Records from a data collection:
● ● ● ● ● ● ●
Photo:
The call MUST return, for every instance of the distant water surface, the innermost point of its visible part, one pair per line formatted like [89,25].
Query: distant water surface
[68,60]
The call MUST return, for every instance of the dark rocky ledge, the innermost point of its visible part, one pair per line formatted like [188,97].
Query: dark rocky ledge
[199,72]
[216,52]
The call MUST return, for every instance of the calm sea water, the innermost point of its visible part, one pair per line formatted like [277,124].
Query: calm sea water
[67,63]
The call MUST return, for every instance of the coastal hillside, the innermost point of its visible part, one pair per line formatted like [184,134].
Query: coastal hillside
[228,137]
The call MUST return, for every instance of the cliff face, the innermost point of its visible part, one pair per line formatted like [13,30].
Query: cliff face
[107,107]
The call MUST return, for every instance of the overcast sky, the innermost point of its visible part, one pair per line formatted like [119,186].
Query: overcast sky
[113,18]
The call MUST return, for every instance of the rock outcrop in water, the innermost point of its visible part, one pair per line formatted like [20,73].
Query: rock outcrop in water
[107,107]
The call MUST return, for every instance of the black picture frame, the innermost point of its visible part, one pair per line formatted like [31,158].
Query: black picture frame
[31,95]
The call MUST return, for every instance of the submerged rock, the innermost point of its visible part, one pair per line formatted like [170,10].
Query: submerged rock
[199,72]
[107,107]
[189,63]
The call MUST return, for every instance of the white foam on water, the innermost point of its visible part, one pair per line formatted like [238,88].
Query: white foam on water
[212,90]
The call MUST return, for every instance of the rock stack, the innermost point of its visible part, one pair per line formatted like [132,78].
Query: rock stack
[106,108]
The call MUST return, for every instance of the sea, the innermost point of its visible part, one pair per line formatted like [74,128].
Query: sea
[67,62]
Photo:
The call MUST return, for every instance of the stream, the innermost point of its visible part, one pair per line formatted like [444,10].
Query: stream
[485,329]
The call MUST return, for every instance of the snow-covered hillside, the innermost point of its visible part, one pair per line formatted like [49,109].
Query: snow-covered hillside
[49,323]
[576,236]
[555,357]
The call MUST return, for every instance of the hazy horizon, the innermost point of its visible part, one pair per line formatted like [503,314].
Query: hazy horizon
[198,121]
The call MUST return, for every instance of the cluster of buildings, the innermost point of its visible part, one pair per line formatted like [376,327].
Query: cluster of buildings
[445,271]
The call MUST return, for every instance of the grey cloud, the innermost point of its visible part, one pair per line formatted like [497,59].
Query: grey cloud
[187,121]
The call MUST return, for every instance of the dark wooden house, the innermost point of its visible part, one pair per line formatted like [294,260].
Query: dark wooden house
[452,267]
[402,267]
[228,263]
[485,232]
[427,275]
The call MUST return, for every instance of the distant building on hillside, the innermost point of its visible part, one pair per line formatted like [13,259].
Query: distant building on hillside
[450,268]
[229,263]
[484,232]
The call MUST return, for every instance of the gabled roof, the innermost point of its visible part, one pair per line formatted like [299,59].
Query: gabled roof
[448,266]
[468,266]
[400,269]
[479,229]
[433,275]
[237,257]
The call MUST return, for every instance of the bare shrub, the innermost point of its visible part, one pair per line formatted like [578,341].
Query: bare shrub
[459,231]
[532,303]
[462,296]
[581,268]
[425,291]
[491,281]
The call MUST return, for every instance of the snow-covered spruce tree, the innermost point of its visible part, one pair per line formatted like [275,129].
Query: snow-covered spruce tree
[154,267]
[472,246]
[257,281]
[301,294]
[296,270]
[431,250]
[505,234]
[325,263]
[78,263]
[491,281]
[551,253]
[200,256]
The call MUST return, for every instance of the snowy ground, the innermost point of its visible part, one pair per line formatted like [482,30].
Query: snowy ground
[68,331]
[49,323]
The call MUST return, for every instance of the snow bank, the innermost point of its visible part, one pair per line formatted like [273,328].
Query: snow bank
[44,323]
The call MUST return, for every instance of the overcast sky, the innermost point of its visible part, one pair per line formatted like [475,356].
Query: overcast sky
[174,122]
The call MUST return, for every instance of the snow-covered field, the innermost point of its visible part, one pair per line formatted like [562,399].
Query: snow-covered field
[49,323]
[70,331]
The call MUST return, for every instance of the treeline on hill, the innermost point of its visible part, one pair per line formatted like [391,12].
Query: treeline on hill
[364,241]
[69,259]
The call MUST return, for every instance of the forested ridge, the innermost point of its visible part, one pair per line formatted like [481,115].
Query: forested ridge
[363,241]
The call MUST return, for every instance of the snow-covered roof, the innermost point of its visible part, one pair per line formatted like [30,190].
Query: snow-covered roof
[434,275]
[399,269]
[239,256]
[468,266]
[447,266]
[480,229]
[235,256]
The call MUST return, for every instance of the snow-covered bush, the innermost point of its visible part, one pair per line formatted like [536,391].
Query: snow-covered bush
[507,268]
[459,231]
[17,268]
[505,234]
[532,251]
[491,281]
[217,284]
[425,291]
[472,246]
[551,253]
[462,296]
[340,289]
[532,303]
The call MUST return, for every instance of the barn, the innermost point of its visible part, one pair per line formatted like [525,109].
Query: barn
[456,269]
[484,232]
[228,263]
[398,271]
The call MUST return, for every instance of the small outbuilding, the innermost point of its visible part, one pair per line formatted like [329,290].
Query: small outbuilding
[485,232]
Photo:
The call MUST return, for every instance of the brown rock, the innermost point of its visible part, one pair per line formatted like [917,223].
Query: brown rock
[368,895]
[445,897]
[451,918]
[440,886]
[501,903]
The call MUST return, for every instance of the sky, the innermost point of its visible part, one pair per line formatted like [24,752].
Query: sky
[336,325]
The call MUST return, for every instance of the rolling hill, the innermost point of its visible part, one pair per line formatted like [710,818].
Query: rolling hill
● ● ● ● ● ● ●
## Exercise directions:
Your task is to return the full listing exactly as it was given.

## Exercise answer:
Photo:
The call MUST return, for every instance of the distant water surface, the innermost point of its visible part, one pair per line formatted like [89,25].
Query: distant water surface
[68,60]
The call MUST return, for every instance of the dark rocky ledge, the innermost point of its visible part, one pair per line formatted like [188,97].
Query: dark rocky ledge
[199,72]
[216,52]
The call MUST return, for every instance of the calm sea water, the innermost point of its visible part, one pair per line formatted like [277,124].
Query: calm sea water
[67,63]
The call MUST return, for every instance of the coastal hillside, the innermost point of its visible part, one pair per line formatted like [184,134].
Query: coastal hillside
[228,137]
The call MUST return, for every instance of the cliff face, the innermost point of its visible part, one pair per line formatted like [13,30].
Query: cliff face
[107,107]
The call MUST return, for every instance of the overcast sky, the innermost point of its visible part, one pair per line formatted like [119,186].
Query: overcast sky
[113,18]
The call MUST return, for every instance of the rock outcrop in water, the innermost point of its visible part, one pair per line formatted like [20,73].
Query: rock outcrop in water
[107,107]
The call MUST return, for every instance of the black picture frame, the innermost point of its visible part, one pair per line formatted like [31,158].
Query: black picture frame
[31,95]
The call MUST return, for every instance of the submerged rock, the innermost point of its visible part, one pair per line formatted like [170,10].
Query: submerged rock
[199,72]
[107,107]
[189,63]
The call MUST return, for every instance of the white foam on water, the innermost point of its visible part, one pair per line formatted like [238,88].
Query: white foam on water
[212,90]
The call MUST return, for every instance of the rock stack, the innermost point of its visible part, one pair per line formatted like [132,78].
Query: rock stack
[106,108]
The call MUST return, for every instance of the sea, the innermost point of its visible part, one pair per line formatted like [74,128].
Query: sea
[67,62]
Photo:
The call MUST return, for every instance of the stream, the innermost point of its visible part, one pair per line formatted like [444,10].
Query: stream
[485,329]
The call MUST return, for every instance of the snow-covered hillside, the innermost point of its visible part, one pair per line formatted like [49,109].
Query: snow-covered hillside
[49,323]
[576,236]
[555,357]
The call MUST return, for every instance of the hazy horizon, the innermost point of its visible part, one pair per line formatted like [503,314].
Query: hazy horizon
[198,121]
The call MUST return, for every instance of the cluster of buildings, the innermost point of its visible part, one pair per line formatted like [376,327].
Query: cluster of buildings
[445,271]
The call MUST return, for every instance of the grey cloud, the innermost point of its visible part, one pair per line formatted like [497,59].
Query: grey cloud
[187,121]
The call MUST return, for every instance of the dark wooden house, the innermost point of its visible part, one pair per line formatted like [294,260].
Query: dark wooden house
[452,267]
[402,267]
[228,263]
[485,232]
[427,275]
The call MUST return, for every instance of the distant building on hillside, the innermost point of its visible part, one pair per line formatted like [13,259].
Query: distant building on hillside
[450,268]
[229,263]
[484,232]
The call MUST return, for every instance of the gabled roof, the innermost point of its visible part, one pair per line formatted like [299,59].
Query: gabled roof
[448,266]
[468,266]
[400,269]
[479,229]
[433,275]
[237,257]
The call MUST return, for every instance of the bare shrub, the innermost point of its visible part, one pair per line formatted like [578,341].
Query: bare shrub
[459,231]
[532,303]
[462,296]
[581,268]
[425,291]
[491,281]
The call MUST return, for every instance of the snow-covered spruce tree, the innermost point of its visible part, one pair per line formatted like [275,129].
Query: snow-covered spruce tree
[154,267]
[472,246]
[257,281]
[301,294]
[296,270]
[431,250]
[505,234]
[325,263]
[78,263]
[491,281]
[551,253]
[200,256]
The call MUST return, for every instance of the snowy ground, the innermost point of its visible part, one pair per line formatted like [482,30].
Query: snowy ground
[68,331]
[49,323]
The call MUST return, for every instance of the snow bank, the innermost point of its visible part, one pair per line formatted like [273,328].
Query: snow bank
[44,323]
The call MUST return, for every instance of the overcast sky, the innermost point of its visible part, one pair per line formatted like [475,356].
Query: overcast sky
[174,122]
The call MUST return, for every instance of the snow-covered field, the innermost point of its visible part, one pair per line formatted like [562,399].
Query: snow-covered field
[49,323]
[70,331]
The call MUST return, for every instance of the treeline on hill, the innermost point of its visible part, one pair per line formatted like [391,12].
Query: treeline on hill
[364,241]
[69,259]
The call MUST return, for every instance of the forested ridge, the innermost point of its visible part, one pair per line formatted like [481,115].
Query: forested ridge
[363,241]
The call MUST return, for every instance of the snow-covered roof, the innermost point of its visible part, one pair per line formatted like [30,190].
Query: snow-covered roof
[434,275]
[399,269]
[239,256]
[468,266]
[447,266]
[480,229]
[235,256]
The call MUST return, for every instance of the snow-covered bush, the innermost point of its visible part, one pair per line formatted like [536,391].
Query: snow-covered bush
[507,268]
[459,231]
[17,268]
[505,234]
[532,251]
[491,281]
[217,284]
[425,291]
[472,246]
[551,253]
[462,296]
[340,289]
[532,303]
The call MUST return, for every instance of the barn, the innermost point of its visible part, one pair per line formatted like [525,109].
Query: barn
[456,269]
[484,232]
[228,263]
[398,271]
The call MUST return, for every instance of the small outbuilding, the innermost point of its visible part, one pair per line formatted like [329,290].
Query: small outbuilding
[485,232]
Photo:
The call MUST return, for every instance of the brown rock, the innermost point of its visible part, one pair per line formatted like [917,223].
Query: brown rock
[368,895]
[445,897]
[451,918]
[440,886]
[501,903]
The call MUST return, for every instance of the sky, the innermost point of its visible part, one pair per line formatted like [24,752].
Query: sky
[336,325]
The call MUST return, for every instance of the rolling hill, the innermost point of its visible part, one pair per line formatted like [710,818].
Query: rolling hill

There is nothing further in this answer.